■ **What you will do**:
Report each line in the rows below that contains the string "dark", copying every matching line in full.

■ **Supplied records**:
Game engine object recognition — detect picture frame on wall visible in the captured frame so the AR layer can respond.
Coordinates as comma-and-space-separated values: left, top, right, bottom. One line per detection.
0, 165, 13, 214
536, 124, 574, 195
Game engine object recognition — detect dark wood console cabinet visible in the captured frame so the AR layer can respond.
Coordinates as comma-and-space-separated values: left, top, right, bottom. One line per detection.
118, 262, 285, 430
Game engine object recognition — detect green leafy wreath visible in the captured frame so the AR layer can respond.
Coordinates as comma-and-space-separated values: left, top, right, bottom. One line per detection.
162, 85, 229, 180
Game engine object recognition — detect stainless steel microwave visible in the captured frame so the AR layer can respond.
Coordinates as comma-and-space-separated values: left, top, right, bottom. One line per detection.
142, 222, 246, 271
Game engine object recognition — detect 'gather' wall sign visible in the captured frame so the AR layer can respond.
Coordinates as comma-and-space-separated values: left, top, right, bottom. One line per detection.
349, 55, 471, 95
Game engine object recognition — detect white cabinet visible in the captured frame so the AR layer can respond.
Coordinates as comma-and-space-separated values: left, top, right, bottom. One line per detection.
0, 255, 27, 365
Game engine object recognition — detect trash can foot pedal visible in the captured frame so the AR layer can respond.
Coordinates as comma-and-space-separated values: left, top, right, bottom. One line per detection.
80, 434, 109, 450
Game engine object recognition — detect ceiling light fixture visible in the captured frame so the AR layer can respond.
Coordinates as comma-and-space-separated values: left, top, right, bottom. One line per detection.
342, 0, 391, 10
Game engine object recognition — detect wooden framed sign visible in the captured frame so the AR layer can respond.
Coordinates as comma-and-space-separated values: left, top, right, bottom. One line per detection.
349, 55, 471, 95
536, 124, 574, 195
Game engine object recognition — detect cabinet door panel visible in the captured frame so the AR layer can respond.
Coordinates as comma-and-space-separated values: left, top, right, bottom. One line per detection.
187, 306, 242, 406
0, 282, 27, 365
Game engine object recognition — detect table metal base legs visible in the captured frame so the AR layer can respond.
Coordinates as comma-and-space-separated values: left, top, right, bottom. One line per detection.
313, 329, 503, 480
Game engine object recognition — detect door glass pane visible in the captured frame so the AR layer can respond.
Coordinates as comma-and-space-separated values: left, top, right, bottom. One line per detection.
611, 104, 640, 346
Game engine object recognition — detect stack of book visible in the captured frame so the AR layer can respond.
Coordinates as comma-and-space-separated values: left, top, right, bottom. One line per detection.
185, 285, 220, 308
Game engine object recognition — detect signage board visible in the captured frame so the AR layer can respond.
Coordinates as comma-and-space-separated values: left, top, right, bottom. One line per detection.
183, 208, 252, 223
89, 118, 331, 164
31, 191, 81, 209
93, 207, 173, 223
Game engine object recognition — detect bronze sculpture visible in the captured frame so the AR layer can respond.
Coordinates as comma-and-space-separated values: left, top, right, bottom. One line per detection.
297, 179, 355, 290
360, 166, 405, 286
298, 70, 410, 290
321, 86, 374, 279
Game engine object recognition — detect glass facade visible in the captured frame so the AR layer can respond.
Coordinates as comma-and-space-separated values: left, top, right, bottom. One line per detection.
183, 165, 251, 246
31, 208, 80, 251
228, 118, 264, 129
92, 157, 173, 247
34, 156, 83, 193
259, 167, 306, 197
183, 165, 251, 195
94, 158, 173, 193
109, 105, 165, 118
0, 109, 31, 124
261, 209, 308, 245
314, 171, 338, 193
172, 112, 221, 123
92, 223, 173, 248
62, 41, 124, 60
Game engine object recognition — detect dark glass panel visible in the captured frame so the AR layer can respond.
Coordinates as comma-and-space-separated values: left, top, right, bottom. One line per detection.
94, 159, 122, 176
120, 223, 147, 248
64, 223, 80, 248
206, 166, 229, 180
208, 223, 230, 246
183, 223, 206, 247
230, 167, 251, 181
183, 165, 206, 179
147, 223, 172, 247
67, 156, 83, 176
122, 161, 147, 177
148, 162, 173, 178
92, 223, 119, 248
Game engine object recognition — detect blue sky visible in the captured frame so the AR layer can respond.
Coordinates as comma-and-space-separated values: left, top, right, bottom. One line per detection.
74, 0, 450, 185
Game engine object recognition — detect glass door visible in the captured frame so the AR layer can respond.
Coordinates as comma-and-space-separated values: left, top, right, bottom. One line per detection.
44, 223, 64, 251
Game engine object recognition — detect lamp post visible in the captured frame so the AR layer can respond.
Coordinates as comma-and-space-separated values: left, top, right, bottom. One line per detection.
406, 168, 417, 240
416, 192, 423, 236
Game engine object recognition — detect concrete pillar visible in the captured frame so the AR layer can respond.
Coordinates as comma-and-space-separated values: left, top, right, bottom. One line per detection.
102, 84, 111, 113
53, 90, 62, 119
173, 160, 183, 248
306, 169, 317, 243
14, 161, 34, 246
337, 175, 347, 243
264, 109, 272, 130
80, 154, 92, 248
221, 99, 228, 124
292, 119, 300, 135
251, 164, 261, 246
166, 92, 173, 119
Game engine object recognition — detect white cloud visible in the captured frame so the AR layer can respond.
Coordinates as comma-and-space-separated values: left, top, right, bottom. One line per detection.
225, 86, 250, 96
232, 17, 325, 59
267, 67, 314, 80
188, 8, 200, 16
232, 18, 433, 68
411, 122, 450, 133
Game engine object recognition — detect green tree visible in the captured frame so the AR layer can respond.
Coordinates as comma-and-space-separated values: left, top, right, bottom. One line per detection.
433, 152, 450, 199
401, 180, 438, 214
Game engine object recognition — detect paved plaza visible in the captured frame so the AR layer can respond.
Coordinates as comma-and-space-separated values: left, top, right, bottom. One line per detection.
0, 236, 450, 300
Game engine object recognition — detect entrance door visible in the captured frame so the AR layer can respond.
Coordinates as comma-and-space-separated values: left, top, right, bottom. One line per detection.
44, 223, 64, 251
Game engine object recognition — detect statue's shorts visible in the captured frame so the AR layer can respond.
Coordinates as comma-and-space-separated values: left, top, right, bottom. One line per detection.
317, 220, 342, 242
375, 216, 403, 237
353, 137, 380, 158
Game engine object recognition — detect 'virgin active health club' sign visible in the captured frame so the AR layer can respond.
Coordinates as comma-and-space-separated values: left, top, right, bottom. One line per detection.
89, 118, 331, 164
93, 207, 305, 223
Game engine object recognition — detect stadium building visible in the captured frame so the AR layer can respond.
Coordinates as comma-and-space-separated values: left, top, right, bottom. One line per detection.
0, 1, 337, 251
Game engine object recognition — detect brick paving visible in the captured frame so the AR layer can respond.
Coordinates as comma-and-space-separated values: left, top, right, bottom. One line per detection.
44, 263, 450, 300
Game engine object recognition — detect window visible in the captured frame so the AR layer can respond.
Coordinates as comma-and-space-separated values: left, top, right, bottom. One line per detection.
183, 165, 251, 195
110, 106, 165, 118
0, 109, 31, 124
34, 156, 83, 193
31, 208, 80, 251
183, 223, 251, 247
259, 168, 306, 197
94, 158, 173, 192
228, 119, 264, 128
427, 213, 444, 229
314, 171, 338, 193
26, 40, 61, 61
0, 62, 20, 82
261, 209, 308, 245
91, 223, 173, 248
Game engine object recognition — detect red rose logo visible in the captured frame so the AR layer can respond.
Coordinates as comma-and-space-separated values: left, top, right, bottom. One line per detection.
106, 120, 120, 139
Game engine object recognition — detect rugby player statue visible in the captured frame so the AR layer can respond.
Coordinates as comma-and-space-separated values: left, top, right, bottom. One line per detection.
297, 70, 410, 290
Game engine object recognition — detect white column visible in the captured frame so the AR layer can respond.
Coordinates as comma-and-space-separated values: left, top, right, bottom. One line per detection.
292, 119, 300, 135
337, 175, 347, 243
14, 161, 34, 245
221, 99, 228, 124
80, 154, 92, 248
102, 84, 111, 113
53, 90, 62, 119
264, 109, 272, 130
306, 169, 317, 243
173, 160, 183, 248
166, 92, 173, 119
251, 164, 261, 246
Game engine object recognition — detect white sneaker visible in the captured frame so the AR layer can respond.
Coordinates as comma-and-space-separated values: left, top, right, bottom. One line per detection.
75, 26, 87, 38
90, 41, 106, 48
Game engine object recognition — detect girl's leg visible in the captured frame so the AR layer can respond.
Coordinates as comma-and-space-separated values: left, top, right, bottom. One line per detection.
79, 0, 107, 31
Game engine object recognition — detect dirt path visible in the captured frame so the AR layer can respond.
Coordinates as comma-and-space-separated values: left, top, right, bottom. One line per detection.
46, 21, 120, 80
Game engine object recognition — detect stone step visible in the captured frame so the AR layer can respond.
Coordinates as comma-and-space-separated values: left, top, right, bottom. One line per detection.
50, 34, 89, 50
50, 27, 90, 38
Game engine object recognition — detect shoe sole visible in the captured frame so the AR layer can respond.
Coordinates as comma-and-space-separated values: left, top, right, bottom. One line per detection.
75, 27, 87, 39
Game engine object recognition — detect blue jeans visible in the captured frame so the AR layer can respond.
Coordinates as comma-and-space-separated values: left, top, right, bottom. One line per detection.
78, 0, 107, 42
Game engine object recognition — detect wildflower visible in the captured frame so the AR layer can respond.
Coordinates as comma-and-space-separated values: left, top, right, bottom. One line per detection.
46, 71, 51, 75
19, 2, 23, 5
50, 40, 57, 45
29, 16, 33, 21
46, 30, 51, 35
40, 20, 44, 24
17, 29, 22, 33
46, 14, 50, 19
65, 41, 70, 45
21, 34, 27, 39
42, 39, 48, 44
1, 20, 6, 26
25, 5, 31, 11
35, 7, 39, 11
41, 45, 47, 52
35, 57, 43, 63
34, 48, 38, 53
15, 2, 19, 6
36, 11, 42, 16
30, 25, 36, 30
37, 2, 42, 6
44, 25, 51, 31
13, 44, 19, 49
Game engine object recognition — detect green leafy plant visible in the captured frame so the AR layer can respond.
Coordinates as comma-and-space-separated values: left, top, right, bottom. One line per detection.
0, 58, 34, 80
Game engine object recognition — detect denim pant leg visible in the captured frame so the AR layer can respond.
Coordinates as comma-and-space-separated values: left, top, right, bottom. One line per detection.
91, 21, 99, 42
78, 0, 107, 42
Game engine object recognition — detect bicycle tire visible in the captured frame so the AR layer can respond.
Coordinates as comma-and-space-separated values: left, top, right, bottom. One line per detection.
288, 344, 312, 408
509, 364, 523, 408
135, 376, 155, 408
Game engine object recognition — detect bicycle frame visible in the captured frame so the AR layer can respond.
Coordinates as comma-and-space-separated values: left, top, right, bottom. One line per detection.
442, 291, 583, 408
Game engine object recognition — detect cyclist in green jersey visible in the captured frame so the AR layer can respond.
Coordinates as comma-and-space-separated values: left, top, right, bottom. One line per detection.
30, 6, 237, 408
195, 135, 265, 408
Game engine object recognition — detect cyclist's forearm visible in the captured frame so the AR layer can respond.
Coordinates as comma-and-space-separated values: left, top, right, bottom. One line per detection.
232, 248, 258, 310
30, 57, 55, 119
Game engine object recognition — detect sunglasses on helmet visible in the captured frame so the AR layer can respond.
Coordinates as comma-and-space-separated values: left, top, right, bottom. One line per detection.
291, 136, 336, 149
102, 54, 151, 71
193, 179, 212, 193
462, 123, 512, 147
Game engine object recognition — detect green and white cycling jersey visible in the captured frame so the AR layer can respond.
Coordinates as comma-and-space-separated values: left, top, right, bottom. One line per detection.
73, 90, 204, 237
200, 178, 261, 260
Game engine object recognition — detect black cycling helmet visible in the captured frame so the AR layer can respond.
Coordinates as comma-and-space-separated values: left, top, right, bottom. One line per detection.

■ **Written response**:
Game engine object recognition — detect dark wood console cabinet visible in the captured frame so the AR layer can respond.
Game engine object recognition — detect dark glass panel visible in the captured frame so the AR layer can respond.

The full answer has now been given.